* _Alıştırma verileri_
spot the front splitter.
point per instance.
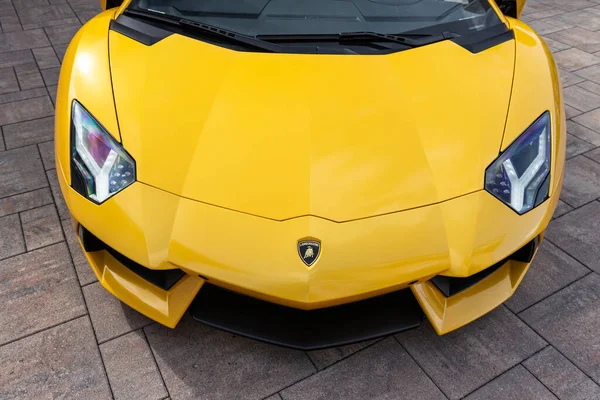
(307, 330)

--

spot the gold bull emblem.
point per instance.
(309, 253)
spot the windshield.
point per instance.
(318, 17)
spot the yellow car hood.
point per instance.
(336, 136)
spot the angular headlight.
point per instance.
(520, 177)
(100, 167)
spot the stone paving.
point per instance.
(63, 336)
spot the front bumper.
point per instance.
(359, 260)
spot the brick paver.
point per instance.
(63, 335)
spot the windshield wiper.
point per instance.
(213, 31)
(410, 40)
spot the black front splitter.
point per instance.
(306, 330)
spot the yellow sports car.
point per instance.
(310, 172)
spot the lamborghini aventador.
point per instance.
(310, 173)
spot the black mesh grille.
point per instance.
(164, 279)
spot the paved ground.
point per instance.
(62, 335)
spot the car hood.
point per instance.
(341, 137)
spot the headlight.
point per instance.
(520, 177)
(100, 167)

* _Hedefiniz_
Yukarıdaki kayıtlarda "hood" sözcüğü kaç satırda geçiyor? Yalnızca sayıyı yazın.

* _Doğru cevap_
2